▸ **Required action**:
In the records below, find the line containing "Target: gray rock"; give it again exactly, along with every line that follows, and nothing else.

::: Dataset records :::

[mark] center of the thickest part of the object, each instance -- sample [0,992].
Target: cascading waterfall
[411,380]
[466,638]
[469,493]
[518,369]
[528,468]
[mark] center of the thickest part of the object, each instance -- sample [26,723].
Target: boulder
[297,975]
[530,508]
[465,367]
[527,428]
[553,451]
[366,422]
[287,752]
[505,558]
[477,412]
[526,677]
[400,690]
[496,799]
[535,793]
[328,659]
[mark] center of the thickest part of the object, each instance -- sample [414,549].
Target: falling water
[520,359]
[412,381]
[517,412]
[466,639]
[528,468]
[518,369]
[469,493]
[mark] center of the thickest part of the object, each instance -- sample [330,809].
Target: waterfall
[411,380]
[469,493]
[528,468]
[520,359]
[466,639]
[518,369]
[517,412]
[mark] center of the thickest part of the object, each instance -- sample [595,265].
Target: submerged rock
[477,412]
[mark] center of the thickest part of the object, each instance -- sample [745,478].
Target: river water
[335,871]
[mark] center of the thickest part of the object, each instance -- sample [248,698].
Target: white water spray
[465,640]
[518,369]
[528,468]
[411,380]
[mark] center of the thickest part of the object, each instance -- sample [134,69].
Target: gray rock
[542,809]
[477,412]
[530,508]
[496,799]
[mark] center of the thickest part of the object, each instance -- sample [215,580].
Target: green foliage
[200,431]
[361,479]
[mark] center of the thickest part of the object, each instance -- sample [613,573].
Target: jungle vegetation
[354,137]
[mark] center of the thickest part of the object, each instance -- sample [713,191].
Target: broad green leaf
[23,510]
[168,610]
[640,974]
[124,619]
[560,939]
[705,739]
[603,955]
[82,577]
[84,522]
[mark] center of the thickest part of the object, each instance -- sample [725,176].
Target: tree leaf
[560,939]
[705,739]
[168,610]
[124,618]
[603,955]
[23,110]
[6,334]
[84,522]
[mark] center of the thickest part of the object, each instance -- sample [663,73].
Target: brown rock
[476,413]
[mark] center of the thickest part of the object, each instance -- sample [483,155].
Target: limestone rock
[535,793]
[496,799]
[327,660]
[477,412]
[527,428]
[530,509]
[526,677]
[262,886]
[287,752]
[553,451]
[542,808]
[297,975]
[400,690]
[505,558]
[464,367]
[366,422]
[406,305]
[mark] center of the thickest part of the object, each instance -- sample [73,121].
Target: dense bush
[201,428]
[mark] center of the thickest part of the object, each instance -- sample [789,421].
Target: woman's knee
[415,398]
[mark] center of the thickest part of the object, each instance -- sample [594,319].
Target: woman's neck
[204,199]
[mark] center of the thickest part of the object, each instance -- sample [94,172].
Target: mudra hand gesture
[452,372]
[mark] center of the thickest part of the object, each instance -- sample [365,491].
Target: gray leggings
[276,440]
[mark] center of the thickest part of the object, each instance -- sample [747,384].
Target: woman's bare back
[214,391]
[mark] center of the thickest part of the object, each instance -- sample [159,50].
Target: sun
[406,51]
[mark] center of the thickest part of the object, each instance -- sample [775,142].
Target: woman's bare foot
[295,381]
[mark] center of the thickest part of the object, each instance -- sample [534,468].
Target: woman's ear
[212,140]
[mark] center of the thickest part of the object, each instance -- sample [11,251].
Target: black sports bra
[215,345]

:::

▸ **Answer section**:
Target: gray rock
[542,809]
[477,412]
[530,508]
[496,799]
[mark] center of the thickest part of the object, each instance -- sample [215,580].
Target: green foliage
[200,431]
[361,479]
[mark] center of the thickest part of the object, each instance -- sample [613,573].
Target: jungle vegetation
[354,137]
[mark] center of the thickest part of the object, each instance -- sample [713,191].
Target: broad green leaf
[23,510]
[168,610]
[640,974]
[124,619]
[560,939]
[705,739]
[603,955]
[82,577]
[84,522]
[mark] center of the thickest part of the object, each instance -- sample [725,176].
Target: tree leaf
[560,939]
[705,739]
[168,610]
[124,618]
[603,955]
[23,110]
[6,334]
[84,522]
[mark] center of the thickest part of the object, each instance -- sample [663,73].
Target: brown rock
[476,413]
[mark] center of the thickest part of the object, each instance -- sample [483,155].
Target: limestone rock
[535,793]
[496,799]
[327,660]
[477,412]
[527,428]
[530,509]
[526,677]
[262,886]
[287,752]
[553,451]
[542,808]
[297,975]
[400,690]
[505,558]
[464,367]
[366,422]
[406,305]
[mark] center of the thickest part of the object, each instance -- sample [73,121].
Target: dense bush
[201,428]
[mark] center of the thickest part of the object, each instance -- sample [789,421].
Target: woman's knee
[415,398]
[mark] center of the thickest part of the object, each instance -- sample [594,319].
Target: woman's neck
[204,199]
[mark] center of the thickest part of the object, each instance -- sample [94,172].
Target: mudra hand gesture
[452,372]
[mark] center of the thickest part of the object, each instance -- sample [365,491].
Target: gray leggings
[276,440]
[mark] center of the thickest part of the object, each instance -- sample [747,384].
Target: woman's bare back
[214,391]
[mark] center of the thickest part of the object, each instance -- sample [159,50].
Target: sun
[406,51]
[mark] center of the thickest part of the object, each instance -- sample [775,142].
Target: woman's bare foot
[295,381]
[mark] center of the thickest part of the object, each instance -- sample [534,468].
Target: woman's ear
[212,140]
[mark] center of the thickest part of the object, each instance -- sample [11,251].
Target: black sports bra
[215,345]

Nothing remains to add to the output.